» STATED TASK A
Count the lines in the rows below that contain the string "yellow", with case mattering, and reply with that number alone.

» SUPPLIED PASSAGE
So Early in the Spring... The First 15 Years, (or simply So Early in the Spring) is a compilation album by American singer and songwriter Judy Collins, first released as a double LP  in 1977. It peaked at No. 42 on the Billboard Pop Albums charts. The LP featured album portraits by renowned photographer Richard Avedon.

Although it is out-of-print, all the songs are available on other releases or compilations.

Track listing 
(LP Side One; Cassette Side One)
 "Pretty Polly" (on LP, not on Cassette release) (Traditional) 5:49
 "So Early, Early in the Spring" (Traditional) 3:10
 "Pretty Saro" (Traditional) 3:05
 "Golden Apples of the Sun" (William Butler Yeats, "Song of the Wandering Oengus") 3:55
 "Bonnie Ship the Diamond" (Traditional, arranged by Judy Collins) 2:17
 "Farewell to Tarwathie" (Traditional) 5:08
(LP Side Two; Cassette Side One, continued)

» STATED TASK B
Extend the article above about the Judy Collins album So Early in the Spring, picking up right after its final line.

» RECORDS SUPPLIED
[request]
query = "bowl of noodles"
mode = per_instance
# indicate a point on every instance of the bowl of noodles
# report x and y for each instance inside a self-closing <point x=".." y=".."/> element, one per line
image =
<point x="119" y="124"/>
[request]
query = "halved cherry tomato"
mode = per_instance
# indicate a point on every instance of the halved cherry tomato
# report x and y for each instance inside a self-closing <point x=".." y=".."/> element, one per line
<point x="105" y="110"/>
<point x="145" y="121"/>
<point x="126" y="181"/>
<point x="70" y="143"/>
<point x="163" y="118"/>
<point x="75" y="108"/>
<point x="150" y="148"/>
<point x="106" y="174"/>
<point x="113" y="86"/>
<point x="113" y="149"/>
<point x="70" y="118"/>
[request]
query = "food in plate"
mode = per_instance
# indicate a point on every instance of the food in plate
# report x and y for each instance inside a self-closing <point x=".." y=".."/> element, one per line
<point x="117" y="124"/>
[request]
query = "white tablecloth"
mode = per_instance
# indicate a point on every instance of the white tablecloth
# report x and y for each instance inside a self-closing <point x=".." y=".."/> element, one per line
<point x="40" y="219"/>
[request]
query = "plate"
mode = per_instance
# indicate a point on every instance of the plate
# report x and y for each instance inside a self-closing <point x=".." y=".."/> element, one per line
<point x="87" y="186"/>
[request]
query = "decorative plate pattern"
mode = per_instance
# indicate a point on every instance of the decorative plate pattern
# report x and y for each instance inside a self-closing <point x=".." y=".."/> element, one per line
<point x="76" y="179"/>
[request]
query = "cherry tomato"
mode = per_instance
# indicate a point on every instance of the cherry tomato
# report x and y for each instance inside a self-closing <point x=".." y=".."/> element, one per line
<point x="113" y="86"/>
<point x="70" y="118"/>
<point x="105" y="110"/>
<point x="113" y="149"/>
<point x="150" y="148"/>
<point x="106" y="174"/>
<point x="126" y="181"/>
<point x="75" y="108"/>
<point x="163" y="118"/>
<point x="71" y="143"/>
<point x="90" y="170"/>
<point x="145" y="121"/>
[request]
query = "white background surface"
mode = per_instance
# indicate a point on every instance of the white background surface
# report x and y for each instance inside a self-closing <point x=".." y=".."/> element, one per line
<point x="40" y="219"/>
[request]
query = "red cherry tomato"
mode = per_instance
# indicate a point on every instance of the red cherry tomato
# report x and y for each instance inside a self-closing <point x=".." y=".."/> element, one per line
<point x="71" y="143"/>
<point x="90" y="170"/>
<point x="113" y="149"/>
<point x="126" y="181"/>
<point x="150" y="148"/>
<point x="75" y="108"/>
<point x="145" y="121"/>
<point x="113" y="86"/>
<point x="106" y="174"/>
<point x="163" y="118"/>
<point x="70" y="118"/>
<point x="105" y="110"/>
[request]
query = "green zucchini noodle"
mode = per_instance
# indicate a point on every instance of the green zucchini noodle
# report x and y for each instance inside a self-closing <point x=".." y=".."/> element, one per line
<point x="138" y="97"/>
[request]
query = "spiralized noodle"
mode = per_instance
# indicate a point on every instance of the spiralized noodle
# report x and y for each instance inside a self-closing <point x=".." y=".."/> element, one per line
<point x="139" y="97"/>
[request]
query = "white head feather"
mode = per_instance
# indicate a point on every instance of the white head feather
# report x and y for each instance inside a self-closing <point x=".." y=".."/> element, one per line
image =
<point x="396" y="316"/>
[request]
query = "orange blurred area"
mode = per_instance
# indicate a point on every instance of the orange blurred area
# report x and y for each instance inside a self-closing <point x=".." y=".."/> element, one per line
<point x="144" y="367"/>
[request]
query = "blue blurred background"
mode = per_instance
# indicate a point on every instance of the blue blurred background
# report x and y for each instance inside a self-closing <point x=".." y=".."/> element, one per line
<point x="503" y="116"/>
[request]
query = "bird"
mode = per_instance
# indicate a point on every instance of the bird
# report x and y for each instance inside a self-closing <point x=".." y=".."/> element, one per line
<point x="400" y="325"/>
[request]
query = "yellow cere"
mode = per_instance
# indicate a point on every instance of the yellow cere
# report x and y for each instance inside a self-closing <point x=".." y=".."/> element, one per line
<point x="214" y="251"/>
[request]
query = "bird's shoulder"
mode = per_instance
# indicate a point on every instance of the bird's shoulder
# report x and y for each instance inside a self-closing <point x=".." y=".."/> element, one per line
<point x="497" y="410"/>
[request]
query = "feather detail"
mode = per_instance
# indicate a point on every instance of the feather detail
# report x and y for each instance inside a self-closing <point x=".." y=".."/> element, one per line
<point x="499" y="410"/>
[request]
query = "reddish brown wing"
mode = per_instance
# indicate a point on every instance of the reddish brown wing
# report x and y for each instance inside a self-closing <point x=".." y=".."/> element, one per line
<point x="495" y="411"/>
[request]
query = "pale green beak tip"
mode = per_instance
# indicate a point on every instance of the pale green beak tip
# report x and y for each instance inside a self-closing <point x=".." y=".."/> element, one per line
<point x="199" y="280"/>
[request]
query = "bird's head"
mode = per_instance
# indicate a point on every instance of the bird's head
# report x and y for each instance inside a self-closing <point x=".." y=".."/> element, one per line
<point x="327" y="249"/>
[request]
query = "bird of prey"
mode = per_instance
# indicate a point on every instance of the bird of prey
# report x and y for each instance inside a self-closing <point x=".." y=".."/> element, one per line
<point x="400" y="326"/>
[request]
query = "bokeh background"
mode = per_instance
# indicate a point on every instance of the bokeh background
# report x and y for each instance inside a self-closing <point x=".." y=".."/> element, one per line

» FINAL RESULT A
2

» FINAL RESULT B
 "The Hostage" (Tom Paxton) 2:49
 "La Colombe" (Jacques Brel) 5:05
 "Coal Tattoo" (Billy Edd Wheeler) 3:04
 "Carry It On" (Gil Turner) 2:49
 "Bread and Roses" (Music, 1976, by Mimi Fariña; Poem, 1912, by James Oppenheim) 3:06
 "Marat/Sade" (Musical setting by Richard Peaslee, Peter Weiss, Geoffrey Skelton and Adrian Mitchell; Play by Peter Shaffer) 5:38
(LP Side Three; Cassette Side Two)
 "Special Delivery"  (Billy Mernit) 3:50
 "The Lovin' of the Game" (Pat Garvey and Victoria Garvey Armstrong) 3:05	
 "Both Sides Now" (Joni Mitchell) 3:14
 "Marieke" (Jacques Brel, Gerard Jouannest) 3:14
 "Send In The Clowns" (Stephen Sondheim) 4:01
"Bird on the Wire" (Leonard Cohen) 4:39
(LP Side Four; Cassette Side Two, continued)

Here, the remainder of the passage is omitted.